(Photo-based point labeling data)
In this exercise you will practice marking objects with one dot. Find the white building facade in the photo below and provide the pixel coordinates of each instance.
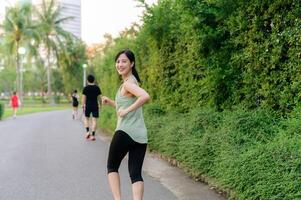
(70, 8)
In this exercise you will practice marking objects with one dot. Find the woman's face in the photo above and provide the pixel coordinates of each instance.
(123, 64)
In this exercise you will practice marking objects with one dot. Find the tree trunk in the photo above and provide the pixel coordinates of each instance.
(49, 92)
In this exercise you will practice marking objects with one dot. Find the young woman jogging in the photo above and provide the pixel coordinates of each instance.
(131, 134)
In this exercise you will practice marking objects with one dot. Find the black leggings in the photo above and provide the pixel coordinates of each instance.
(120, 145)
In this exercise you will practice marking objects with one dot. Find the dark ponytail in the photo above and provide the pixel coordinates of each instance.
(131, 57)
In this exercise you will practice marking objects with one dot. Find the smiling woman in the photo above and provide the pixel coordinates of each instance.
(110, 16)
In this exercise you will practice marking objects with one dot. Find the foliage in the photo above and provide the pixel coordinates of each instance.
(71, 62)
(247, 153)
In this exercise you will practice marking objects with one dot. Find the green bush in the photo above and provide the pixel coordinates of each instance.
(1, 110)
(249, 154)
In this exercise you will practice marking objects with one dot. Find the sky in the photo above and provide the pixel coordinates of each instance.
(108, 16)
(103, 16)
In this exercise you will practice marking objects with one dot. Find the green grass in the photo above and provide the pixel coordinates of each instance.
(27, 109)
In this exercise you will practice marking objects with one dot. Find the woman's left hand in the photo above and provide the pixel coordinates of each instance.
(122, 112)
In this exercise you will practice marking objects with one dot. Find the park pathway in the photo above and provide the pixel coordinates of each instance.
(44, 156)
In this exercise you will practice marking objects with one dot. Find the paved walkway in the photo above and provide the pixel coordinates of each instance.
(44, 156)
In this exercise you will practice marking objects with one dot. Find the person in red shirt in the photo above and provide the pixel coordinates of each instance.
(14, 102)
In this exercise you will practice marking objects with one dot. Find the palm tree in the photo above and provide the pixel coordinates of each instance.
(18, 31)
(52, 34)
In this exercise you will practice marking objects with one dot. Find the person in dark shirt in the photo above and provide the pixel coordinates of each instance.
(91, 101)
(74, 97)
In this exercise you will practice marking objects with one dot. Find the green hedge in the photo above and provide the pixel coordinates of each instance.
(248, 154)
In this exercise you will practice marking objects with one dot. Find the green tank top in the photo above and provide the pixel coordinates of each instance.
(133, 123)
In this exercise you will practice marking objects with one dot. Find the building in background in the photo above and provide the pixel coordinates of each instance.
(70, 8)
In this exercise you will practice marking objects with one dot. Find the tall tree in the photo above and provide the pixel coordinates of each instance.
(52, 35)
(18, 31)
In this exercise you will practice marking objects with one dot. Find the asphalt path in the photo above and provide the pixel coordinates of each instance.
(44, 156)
* * *
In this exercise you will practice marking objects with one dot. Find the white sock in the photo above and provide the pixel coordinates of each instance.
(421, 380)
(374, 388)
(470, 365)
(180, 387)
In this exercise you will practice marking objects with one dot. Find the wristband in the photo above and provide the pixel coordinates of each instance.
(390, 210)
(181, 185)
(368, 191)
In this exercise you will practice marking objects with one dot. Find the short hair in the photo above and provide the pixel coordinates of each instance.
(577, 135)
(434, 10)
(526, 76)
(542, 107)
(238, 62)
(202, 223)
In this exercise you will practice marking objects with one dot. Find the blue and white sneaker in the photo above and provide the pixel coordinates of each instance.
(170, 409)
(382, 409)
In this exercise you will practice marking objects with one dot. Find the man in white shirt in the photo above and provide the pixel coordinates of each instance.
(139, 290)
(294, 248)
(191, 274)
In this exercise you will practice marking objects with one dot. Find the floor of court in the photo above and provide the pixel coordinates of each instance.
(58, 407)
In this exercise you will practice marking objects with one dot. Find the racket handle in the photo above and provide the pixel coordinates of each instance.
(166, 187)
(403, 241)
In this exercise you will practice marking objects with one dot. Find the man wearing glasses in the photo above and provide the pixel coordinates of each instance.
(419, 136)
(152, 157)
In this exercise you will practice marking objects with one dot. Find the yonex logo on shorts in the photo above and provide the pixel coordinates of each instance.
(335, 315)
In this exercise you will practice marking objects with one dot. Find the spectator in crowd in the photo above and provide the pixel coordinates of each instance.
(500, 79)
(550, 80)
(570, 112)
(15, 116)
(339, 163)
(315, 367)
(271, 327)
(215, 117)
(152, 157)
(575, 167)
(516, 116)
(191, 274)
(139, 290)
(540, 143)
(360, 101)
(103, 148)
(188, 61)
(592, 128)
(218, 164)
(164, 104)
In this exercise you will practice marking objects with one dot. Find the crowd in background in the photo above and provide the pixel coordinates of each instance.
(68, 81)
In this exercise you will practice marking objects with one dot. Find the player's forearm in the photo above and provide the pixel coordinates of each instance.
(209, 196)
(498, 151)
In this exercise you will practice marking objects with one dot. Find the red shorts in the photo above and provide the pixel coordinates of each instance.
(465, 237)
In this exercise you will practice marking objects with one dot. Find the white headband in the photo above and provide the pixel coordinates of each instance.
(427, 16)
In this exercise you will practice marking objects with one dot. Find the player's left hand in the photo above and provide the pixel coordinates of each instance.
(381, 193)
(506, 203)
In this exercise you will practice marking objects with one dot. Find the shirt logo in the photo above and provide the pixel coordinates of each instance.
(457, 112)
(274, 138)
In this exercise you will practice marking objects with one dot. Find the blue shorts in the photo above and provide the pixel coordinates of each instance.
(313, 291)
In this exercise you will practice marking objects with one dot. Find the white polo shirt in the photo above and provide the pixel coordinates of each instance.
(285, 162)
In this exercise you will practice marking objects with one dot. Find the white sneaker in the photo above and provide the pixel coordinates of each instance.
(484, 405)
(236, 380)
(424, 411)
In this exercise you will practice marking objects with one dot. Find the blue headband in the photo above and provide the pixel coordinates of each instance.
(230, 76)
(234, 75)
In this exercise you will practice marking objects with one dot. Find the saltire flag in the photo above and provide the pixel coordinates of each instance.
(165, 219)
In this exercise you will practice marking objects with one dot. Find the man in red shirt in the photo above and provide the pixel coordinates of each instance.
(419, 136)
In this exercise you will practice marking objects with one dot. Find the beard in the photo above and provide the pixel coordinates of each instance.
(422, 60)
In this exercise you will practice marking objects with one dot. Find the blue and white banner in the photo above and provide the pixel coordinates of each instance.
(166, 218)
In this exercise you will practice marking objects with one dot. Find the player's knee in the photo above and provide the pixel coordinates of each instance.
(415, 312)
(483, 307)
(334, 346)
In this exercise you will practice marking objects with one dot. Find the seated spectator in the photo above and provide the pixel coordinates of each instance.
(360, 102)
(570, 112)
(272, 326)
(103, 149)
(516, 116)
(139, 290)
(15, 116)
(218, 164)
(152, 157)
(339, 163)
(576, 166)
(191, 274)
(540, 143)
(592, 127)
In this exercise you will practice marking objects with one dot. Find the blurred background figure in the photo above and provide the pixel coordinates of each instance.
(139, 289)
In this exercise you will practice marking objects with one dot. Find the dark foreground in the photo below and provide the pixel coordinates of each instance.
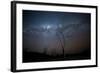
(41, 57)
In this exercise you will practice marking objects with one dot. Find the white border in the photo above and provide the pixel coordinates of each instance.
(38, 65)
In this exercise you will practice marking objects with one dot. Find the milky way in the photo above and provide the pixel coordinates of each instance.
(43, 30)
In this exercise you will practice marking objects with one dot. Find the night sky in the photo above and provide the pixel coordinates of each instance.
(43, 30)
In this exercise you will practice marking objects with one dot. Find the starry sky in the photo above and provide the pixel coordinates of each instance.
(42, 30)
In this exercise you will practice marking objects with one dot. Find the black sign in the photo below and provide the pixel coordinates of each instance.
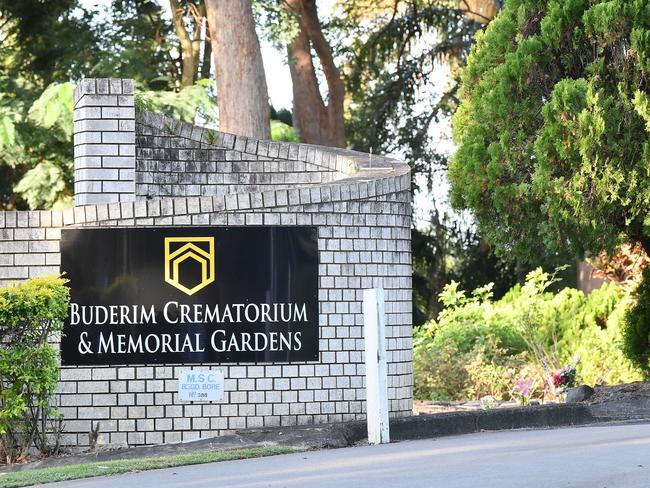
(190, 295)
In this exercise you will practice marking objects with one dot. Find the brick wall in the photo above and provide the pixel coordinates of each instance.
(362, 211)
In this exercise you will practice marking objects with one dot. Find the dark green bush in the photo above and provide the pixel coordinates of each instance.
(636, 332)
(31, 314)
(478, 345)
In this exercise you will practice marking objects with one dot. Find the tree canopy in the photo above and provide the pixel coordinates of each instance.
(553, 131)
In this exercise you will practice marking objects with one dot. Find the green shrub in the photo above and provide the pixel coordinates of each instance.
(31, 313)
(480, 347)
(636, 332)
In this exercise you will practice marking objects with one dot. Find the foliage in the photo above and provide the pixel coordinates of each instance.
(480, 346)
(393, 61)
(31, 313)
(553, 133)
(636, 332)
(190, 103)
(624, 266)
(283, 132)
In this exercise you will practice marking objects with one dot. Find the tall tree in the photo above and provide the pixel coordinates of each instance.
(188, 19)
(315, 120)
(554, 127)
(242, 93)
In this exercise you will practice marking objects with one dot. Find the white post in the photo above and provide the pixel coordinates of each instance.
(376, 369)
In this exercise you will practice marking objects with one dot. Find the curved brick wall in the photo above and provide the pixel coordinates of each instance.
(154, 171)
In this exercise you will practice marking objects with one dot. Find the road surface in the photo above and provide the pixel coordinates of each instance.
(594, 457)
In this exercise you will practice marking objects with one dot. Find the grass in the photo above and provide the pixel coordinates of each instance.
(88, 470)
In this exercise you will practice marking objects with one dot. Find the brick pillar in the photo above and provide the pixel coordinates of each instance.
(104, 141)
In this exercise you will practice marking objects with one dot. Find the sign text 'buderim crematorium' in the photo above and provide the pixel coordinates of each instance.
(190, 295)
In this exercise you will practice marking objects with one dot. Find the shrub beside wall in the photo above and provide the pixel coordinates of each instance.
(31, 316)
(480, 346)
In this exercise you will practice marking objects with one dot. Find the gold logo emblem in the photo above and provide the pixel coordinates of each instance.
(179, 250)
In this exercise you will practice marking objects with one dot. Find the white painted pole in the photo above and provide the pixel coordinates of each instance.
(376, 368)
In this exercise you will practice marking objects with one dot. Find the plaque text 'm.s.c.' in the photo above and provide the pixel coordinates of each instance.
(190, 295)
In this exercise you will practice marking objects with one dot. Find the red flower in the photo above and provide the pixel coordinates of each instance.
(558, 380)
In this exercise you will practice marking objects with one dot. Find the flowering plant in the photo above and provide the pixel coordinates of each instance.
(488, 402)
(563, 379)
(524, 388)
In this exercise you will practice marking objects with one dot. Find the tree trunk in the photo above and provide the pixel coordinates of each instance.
---
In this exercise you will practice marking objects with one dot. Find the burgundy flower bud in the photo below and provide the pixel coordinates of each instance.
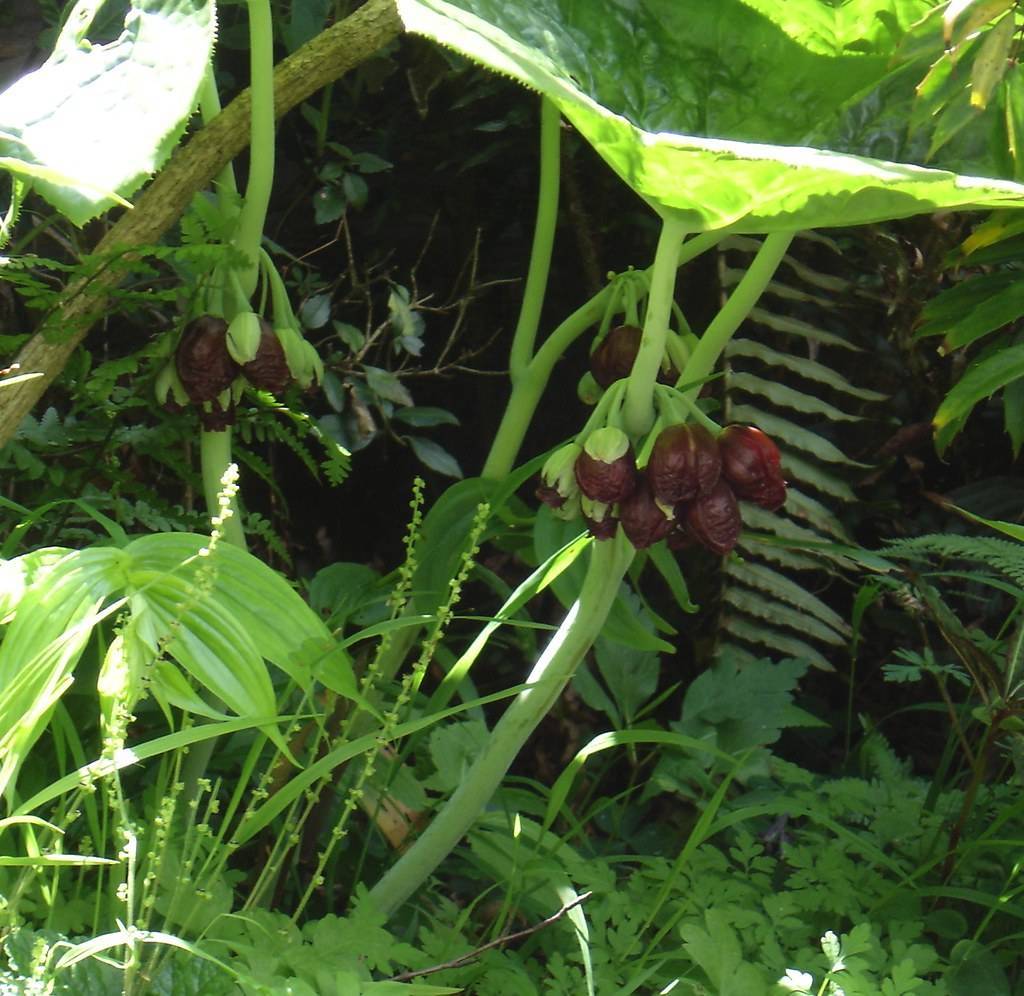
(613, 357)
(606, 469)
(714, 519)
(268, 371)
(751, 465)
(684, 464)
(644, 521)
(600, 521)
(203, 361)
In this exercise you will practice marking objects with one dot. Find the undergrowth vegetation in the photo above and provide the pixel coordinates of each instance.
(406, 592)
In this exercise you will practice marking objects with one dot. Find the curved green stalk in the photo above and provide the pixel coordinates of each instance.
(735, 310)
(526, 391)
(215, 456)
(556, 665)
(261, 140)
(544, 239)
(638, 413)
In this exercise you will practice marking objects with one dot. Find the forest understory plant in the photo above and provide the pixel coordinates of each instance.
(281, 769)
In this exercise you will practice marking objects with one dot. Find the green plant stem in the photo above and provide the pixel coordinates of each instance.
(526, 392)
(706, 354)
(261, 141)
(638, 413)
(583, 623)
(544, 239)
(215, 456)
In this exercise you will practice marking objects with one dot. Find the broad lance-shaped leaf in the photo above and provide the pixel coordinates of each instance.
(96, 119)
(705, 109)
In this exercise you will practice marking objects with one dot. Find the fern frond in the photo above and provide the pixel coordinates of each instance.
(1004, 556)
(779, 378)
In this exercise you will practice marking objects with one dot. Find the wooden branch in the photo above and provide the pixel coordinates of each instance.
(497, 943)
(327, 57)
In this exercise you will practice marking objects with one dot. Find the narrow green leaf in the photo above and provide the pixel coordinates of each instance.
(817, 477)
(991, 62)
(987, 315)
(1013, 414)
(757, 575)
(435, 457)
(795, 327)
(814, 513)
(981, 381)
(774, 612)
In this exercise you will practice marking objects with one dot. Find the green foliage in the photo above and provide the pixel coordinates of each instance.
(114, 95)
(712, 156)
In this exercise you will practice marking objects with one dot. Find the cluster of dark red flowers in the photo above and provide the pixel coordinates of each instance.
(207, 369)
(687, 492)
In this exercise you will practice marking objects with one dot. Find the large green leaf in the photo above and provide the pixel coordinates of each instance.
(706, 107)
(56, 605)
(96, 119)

- [What to produce]:
Please report every line in the data above that contains the word "sneaker", and copy each of those lines in full. Case counts when matching.

- [Task result]:
In this exercise you will practice marking objects with one dot. Find the blue and white sneaker in the photo above and provide the pixel coordinates of each instance.
In this exercise you will practice marking objects with one dot. Find the white sneaker in the photo above and provide the pixel coordinates of each instance.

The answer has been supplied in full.